Work item ▸
Copy the whole abstract below on autism-associated morbidity in a pediatric cohort, reproducing every character without change.
---------- Extract provided ----------
Frontiers in Psychiatry (Nov 2018)
A 16-Year Cohort Analysis of Autism Spectrum Disorder-Associated Morbidity in a Pediatric Population
Abstract
Introduction: This chapter presents the analysis of physician-diagnosed International Classification of Diseases (ICD version 9) disorders and diseases associated with autism spectrum disorders (ASD) in a 16-year pediatric cohort.Materials and Methods: The sample (n = 47,180; 62% male) consisted of children in the Alberta Health Services Calgary Health Region catchment under the age of 3 years, who received any physician-assigned ICD 9 diagnosis before the age of three between April 1993 and December 31, 1994. There were 111 females and 609 males with ASD diagnosed at any time between 1993 and 2010. The results detail the 16-year odds ratio (OR) associations of ASD diagnosis within the major classes of international classification of diseases (ICD 9) stratified by age and sex in the cohort. Further, for those suffering from ASD and any other disorder or disease, the analysis presents by sex, age, and duration, the proportions of all index physician-assigned ICD diagnoses, arising significantly before and after the index ASD diagnosis.Results: The rate of treated ASD in the cohort was 1 in 65 and the 16-year population rate of ASD was 62 per 10,000. For males with an ASD over the 16 year period, the ORs were significantly greater than the value one for 15 of the 17 main ICD classes and for 10 of the main ICD classes for females. Different age strata presented a more specific account of the main ICD class OR profiles. More specifically, 28 ICD disorders significantly preceded and 95 ICD disorders significantly followed ASD for females. Thirty-eight ICD disorders significantly preceded and 234 ICD disorders significantly followed ASD for males.Conclusions: The results largely confirm past studies focusing on more constrained sets of ASD morbidity. The age-stratified ORs gauge the order of risk in time for the cohort. The proportions of specific ICD disorders arising before and after ASD may be useful in respect to informing basic ASD research and ASD clinical management. Limitations are discussed.
---------- Data shown ----------
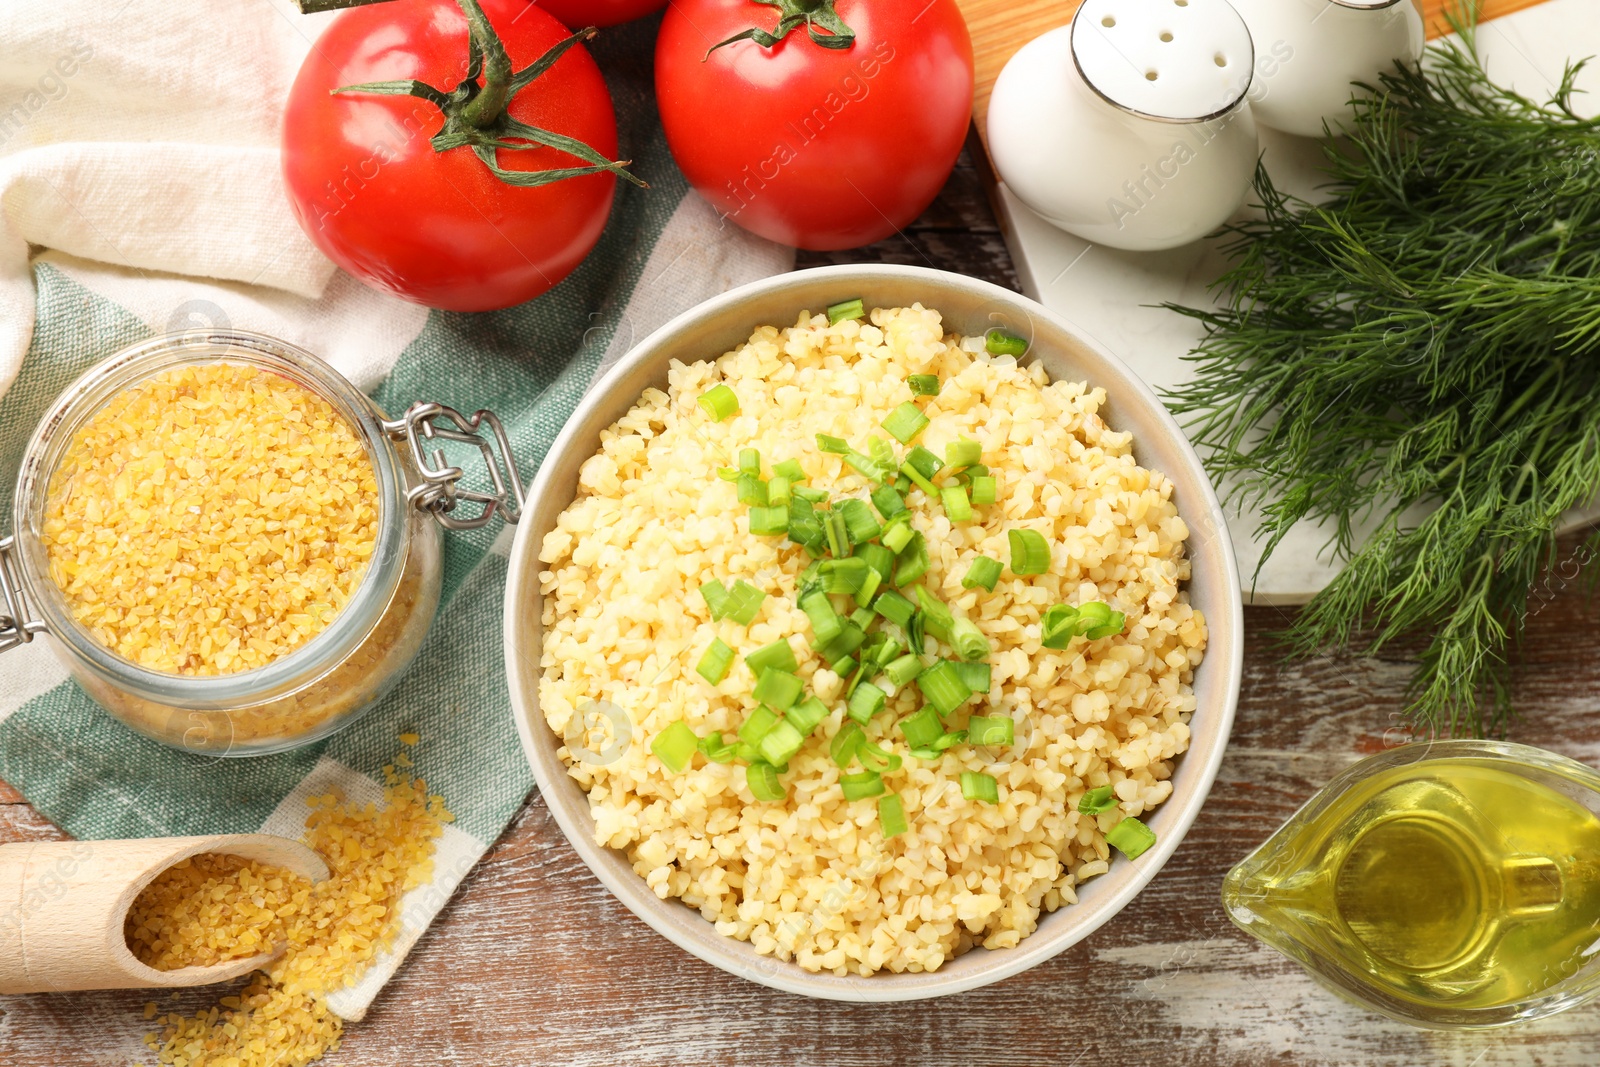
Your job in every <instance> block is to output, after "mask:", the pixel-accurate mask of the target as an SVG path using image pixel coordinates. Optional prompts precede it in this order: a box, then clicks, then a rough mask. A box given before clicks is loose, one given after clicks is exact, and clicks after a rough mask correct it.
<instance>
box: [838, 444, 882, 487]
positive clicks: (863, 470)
----------
Output of the exercise ▸
Frontiers in Psychiatry (Nov 2018)
A 16-Year Cohort Analysis of Autism Spectrum Disorder-Associated Morbidity in a Pediatric Population
Abstract
Introduction: This chapter presents the analysis of physician-diagnosed International Classification of Diseases (ICD version 9) disorders and diseases associated with autism spectrum disorders (ASD) in a 16-year pediatric cohort.Materials and Methods: The sample (n = 47,180; 62% male) consisted of children in the Alberta Health Services Calgary Health Region catchment under the age of 3 years, who received any physician-assigned ICD 9 diagnosis before the age of three between April 1993 and December 31, 1994. There were 111 females and 609 males with ASD diagnosed at any time between 1993 and 2010. The results detail the 16-year odds ratio (OR) associations of ASD diagnosis within the major classes of international classification of diseases (ICD 9) stratified by age and sex in the cohort. Further, for those suffering from ASD and any other disorder or disease, the analysis presents by sex, age, and duration, the proportions of all index physician-assigned ICD diagnoses, arising significantly before and after the index ASD diagnosis.Results: The rate of treated ASD in the cohort was 1 in 65 and the 16-year population rate of ASD was 62 per 10,000. For males with an ASD over the 16 year period, the ORs were significantly greater than the value one for 15 of the 17 main ICD classes and for 10 of the main ICD classes for females. Different age strata presented a more specific account of the main ICD class OR profiles. More specifically, 28 ICD disorders significantly preceded and 95 ICD disorders significantly followed ASD for females. Thirty-eight ICD disorders significantly preceded and 234 ICD disorders significantly followed ASD for males.Conclusions: The results largely confirm past studies focusing on more constrained sets of ASD morbidity. The age-stratified ORs gauge the order of risk in time for the cohort. The proportions of specific ICD disorders arising before and after ASD may be useful in respect to informing basic ASD research and ASD clinical management. Limitations are discussed.